**** DATA EXTRACT ****
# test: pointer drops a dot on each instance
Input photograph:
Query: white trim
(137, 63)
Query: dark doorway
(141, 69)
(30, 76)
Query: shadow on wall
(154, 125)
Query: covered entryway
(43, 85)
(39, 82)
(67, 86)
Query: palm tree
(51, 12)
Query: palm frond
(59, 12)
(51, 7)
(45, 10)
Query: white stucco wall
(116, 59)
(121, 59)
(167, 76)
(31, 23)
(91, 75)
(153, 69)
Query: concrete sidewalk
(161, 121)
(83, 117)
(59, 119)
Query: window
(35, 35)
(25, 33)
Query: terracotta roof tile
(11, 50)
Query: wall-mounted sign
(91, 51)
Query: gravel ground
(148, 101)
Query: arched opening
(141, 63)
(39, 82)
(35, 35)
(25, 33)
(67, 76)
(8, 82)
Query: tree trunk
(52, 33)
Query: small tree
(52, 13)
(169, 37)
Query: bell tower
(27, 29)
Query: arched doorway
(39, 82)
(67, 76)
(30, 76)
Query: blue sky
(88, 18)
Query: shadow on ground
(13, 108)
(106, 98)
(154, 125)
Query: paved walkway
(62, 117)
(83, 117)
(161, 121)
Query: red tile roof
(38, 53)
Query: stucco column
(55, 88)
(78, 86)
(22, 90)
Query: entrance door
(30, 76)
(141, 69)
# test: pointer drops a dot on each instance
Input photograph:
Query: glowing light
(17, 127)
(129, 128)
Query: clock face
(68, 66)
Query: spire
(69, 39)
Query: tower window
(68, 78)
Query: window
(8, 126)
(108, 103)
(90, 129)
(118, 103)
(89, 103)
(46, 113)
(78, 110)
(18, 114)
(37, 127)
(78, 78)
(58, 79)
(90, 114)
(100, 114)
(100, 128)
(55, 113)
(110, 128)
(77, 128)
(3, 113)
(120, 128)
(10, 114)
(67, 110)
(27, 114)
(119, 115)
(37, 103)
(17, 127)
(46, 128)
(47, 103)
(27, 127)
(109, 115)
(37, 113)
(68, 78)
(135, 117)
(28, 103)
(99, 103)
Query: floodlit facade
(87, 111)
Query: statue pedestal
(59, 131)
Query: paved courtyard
****
#### TASK OBJECTIVE:
Please give every entry again, precisely as it appears.

#### ANSWER:
# test: pointer drops a dot on each instance
Input photograph:
Query: white trim
(137, 63)
Query: dark doorway
(141, 69)
(30, 76)
Query: shadow on wall
(154, 125)
Query: covered entryway
(43, 85)
(39, 82)
(67, 86)
Query: palm tree
(51, 12)
Query: palm frond
(59, 12)
(51, 7)
(45, 10)
Query: white stucco wall
(116, 59)
(121, 59)
(167, 76)
(31, 23)
(91, 75)
(153, 69)
Query: concrete sidewalk
(161, 121)
(83, 117)
(59, 119)
Query: window
(35, 35)
(25, 33)
Query: terracotta roof tile
(11, 50)
Query: wall-mounted sign
(91, 51)
Query: gravel ground
(148, 101)
Query: arched opening
(141, 63)
(39, 82)
(35, 35)
(25, 33)
(67, 76)
(8, 82)
Query: tree trunk
(52, 33)
Query: small tree
(52, 13)
(169, 37)
Query: bell tower
(27, 29)
Query: arched doorway
(39, 82)
(67, 76)
(30, 76)
Query: blue sky
(88, 18)
Query: shadow on ground
(13, 108)
(106, 98)
(154, 125)
Query: paved walkway
(62, 117)
(83, 117)
(161, 121)
Query: red tile roof
(38, 53)
Query: stucco column
(55, 88)
(78, 86)
(22, 90)
Query: entrance door
(30, 76)
(141, 69)
# test: pointer drops a dot on each instance
Input photograph:
Query: glowing light
(17, 127)
(129, 128)
Query: clock face
(68, 66)
Query: spire
(69, 39)
Query: tower window
(68, 78)
Query: window
(8, 126)
(108, 103)
(90, 129)
(118, 103)
(89, 103)
(46, 113)
(78, 110)
(18, 114)
(37, 127)
(78, 78)
(58, 79)
(90, 114)
(100, 114)
(100, 128)
(55, 113)
(110, 128)
(77, 128)
(3, 113)
(120, 128)
(10, 114)
(67, 110)
(27, 114)
(119, 115)
(37, 103)
(17, 127)
(46, 128)
(47, 103)
(27, 127)
(109, 115)
(37, 113)
(68, 78)
(135, 117)
(28, 103)
(99, 103)
Query: floodlit facade
(87, 111)
Query: statue pedestal
(59, 131)
Query: paved courtyard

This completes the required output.